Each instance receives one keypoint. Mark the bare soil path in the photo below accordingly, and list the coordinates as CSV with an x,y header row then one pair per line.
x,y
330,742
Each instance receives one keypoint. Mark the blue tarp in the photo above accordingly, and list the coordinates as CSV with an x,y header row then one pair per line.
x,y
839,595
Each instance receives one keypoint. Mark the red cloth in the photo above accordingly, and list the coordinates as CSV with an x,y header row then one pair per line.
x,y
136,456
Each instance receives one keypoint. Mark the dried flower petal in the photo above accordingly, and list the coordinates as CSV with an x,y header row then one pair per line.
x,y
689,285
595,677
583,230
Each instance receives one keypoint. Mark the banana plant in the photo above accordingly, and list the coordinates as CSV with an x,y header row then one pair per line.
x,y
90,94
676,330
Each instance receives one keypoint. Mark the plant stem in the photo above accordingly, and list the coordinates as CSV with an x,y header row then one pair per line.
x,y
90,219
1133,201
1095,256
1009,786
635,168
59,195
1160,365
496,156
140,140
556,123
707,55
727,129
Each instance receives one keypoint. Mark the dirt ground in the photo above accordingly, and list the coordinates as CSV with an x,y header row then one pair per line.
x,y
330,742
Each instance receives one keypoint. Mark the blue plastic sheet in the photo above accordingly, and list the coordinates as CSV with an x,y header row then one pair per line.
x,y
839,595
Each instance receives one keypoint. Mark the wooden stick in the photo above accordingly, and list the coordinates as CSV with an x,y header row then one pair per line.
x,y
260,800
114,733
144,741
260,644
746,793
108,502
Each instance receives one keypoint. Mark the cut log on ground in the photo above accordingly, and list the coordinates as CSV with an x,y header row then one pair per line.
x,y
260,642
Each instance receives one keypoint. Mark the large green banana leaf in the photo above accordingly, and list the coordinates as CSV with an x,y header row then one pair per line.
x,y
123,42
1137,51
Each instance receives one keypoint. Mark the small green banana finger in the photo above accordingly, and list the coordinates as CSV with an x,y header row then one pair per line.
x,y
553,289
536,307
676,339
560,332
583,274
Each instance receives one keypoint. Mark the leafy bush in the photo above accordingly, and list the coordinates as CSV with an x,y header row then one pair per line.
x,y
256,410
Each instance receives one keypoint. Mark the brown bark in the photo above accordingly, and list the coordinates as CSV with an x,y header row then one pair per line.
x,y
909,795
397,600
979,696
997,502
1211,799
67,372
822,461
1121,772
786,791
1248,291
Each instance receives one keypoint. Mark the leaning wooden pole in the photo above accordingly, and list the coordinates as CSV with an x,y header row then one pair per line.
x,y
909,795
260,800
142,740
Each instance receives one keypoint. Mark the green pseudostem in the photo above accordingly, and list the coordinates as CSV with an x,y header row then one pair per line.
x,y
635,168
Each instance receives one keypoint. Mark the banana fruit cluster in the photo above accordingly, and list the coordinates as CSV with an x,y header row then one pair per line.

★ ★ ★ ★ ★

== Directions for this task ==
Put every line of the records above into a numbered list, leaving out any blank lines.

== Result ==
1. Each instance receives one keypoint. Mark the bare soil path in the photo below accordingly, and list the coordinates as CSV with an x,y header row then one pair per line.
2. x,y
3. 330,742
4. Each instance receives one keypoint. Mark the blue tarp in the photo above accordingly, and list the coordinates as CSV with an x,y header row then one pair per line.
5. x,y
6. 839,595
7. Each instance receives one keypoint. Mark the red cloth in the photo above accordingly, and list the coordinates as CSV with an x,y header row then one pair per line.
8. x,y
9. 136,456
10. Each instance receives one keypoint. Mark the dried flower petal in the photo above accordingly, and list the coordinates as CSV with an x,y header row then one pair per line.
11. x,y
12. 689,285
13. 595,677
14. 583,230
15. Each instance receives one keypoint. Mark the banana plant in the photo above accordingly, and list the coordinates as CSV with an x,y header row then one pair per line.
16. x,y
17. 90,94
18. 676,330
19. Each instance receives one keypoint. Mark the plant stem in the photo above accordingly, and list the coordinates as CSV with an x,y header row then one pair per line.
20. x,y
21. 90,219
22. 1133,201
23. 1095,256
24. 1009,786
25. 635,168
26. 59,195
27. 1160,365
28. 496,156
29. 140,140
30. 556,123
31. 707,55
32. 727,129
33. Each instance receives one keypoint. Mark the dirt ground in the photo above accordingly, and list the coordinates as CSV with an x,y header row then one pair per line.
34. x,y
35. 330,742
36. Each instance receives one keypoint. Mark the blue plastic sheet in the photo above accordingly, and list the coordinates as CSV with an x,y header row then one pair per line.
37. x,y
38. 839,595
39. Each instance receives one keypoint. Mark the wooden stick in the photo above accordingly, and list the coordinates as CSV with an x,y header row then one pair per line.
40. x,y
41. 260,800
42. 114,733
43. 144,741
44. 260,644
45. 746,793
46. 108,502
47. Each instance receives one keypoint. Mark the cut log on ground in the photo above accordingly, and list the coordinates as CSV with an x,y header row then one pair per line.
48. x,y
49. 260,642
50. Each instance receives one keypoint. Mark the large green banana leaf in the photo above accordingly, and list the coordinates as CSV with an x,y header row then one pair per line.
51. x,y
52. 123,42
53. 1137,51
54. Each instance receives one keypoint. Mark the small green banana finger in the photo above accordingly, and list the coordinates as CSV with an x,y header row then one pair per line.
55. x,y
56. 553,289
57. 536,307
58. 676,339
59. 560,332
60. 583,274
61. Each instance receives one keypoint. Mark the leafy bush in the photo above accordingly, and list the coordinates as CSV with an x,y header row then one pair per line.
62. x,y
63. 256,410
64. Each instance receives one keypoint. Mark the brown bark in the photo above accordingly, and list the coordinates as CSV with an x,y header row then one pair per line.
65. x,y
66. 909,795
67. 397,600
68. 979,696
69. 997,502
70. 1211,799
71. 67,372
72. 822,461
73. 1121,772
74. 786,791
75. 1248,291
76. Each instance receives one keypoint. Mark the leaning wooden pole in the photo above accordingly, and list the coordinates as CSV with an x,y header row then one pair per line.
77. x,y
78. 909,795
79. 260,800
80. 142,740
81. Each instance receives one keypoint. Mark the green pseudostem in the photo above accordingly, and list the coordinates as CSV with an x,y header row then one pair per line.
82. x,y
83. 635,168
84. Each instance receives one keypoint. Mark the banana fruit cluster in the photo above accordingly, and list the coordinates as CSV with an x,y header row then one pair per line.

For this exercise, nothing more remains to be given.